Фрагмент текста:
---

Композитору Леониду Десятникову на этой неделе исполняется 60 лет. Обозреватель "Огонька" поговорил и даже спел вместе с юбиляром
— У вас нет Первой симфонии, в которой, как пишут обычно в учебниках, "уже просматривались главные идеи композитора". Как нет, допустим, какой-нибудь Третьей или Четвертой сонаты, которая считалась бы "экспериментом в рамках стиля". Вас невозможно ни к чему привязать, вы ускользаете от исследователя всеми силами.
— Тип "творца", который вы описываете, серьезного господина с девятью симфониями — это вообще old fashion, его не существует. На мой взгляд, в этом нет смысла. Я не могу выстраивать стратегию академического композитора. Она изначально обречена на провал. Такой композитор считает себя звеном некой цепи: он обязательно преподает в консерватории, окружен учениками, и все это часть традиции, школы... А никакой школы нет. Все это просто фейк, рудиментарная чушь. Давайте посмотрим на выдающихся композиторов. Они ничего подобного не делают: Арво Пярт, например. Гия Канчели. С другой стороны, есть композитор Икс — с учениками, в Московской или Петербургской консерватории, но с музыкой, которая мало кому интересна. Они мыслят категориями, не знаю, Александра Константиновича Глазунова. Все это имеет сегодня смысл только как постмодернистская гримаса. Есть такой финский композитор Лейф Сегерстам, он написал более 280 симфоний... Я думаю, эта традиция оценивать композитора по количеству симфоний закончилась на Шостаковиче. Впрочем, у того же Пярта — четыре симфонии, у Канчели — семь.

---

Задание A:
Перепишите без изменений строки из блоков данных, начиная со строки, содержащей «You must identify where the houndstooth», и заканчивая строкой, содержащей «[392,518,462,578]».

[Строки о поиске названных объектов]
---

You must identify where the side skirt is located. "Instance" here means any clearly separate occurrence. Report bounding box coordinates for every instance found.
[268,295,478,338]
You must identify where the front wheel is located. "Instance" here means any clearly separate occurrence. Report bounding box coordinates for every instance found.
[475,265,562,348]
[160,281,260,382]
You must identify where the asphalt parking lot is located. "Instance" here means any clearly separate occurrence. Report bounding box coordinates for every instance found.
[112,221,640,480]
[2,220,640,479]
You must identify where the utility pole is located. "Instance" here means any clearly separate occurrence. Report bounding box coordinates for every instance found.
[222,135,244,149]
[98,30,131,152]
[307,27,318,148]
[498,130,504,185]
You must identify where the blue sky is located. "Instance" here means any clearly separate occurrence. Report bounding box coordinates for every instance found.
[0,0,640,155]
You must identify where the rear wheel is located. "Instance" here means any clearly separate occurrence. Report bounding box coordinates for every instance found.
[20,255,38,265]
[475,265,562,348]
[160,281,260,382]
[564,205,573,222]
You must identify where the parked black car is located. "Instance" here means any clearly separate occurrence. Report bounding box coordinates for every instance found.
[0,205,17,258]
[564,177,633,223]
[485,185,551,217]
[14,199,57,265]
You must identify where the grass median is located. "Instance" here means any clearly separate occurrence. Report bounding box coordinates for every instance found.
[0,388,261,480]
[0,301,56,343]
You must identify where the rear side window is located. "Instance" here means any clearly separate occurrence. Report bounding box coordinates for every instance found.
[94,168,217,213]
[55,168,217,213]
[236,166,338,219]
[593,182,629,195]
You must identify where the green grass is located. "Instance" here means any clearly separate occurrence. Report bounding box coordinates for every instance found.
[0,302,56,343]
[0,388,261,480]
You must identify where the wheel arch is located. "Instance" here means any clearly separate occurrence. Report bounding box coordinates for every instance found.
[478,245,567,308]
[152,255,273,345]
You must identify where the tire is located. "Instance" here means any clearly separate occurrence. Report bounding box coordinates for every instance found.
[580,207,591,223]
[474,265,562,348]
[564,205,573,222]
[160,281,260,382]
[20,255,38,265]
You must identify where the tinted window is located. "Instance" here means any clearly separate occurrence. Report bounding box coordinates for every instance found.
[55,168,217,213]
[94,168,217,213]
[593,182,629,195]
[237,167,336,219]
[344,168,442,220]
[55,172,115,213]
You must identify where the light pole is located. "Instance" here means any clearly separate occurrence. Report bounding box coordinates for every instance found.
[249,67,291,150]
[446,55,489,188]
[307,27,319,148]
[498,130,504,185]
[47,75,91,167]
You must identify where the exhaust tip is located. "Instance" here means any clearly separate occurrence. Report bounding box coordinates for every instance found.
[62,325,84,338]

---

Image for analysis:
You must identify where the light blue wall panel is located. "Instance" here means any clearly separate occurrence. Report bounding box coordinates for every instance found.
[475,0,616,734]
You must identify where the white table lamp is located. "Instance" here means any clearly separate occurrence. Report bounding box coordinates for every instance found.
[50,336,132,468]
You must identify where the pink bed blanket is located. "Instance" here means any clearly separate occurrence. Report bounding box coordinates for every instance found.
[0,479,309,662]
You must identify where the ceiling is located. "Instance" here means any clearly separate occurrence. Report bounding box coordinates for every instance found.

---

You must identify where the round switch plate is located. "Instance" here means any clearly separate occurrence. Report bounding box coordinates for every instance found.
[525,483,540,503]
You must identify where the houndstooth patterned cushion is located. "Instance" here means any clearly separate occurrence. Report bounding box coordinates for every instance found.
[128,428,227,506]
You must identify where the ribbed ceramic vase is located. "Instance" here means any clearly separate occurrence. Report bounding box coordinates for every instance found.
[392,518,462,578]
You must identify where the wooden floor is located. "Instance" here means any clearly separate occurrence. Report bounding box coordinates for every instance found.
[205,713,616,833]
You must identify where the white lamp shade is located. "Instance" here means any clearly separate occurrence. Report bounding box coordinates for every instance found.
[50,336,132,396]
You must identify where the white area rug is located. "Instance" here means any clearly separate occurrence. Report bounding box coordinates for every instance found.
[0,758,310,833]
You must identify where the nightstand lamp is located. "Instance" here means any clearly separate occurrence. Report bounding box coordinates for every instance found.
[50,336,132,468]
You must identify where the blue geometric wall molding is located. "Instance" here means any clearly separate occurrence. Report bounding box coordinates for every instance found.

---

Задание B:
Сколько симфоний, согласно интервью с Десятниковым, написал финский композитор Лейф Сегерстам?

Ответ A:
You must identify where the houndstooth patterned cushion is located. "Instance" here means any clearly separate occurrence. Report bounding box coordinates for every instance found.
[128,428,227,506]
You must identify where the ribbed ceramic vase is located. "Instance" here means any clearly separate occurrence. Report bounding box coordinates for every instance found.
[392,518,462,578]

Ответ B:
Более 280 симфоний.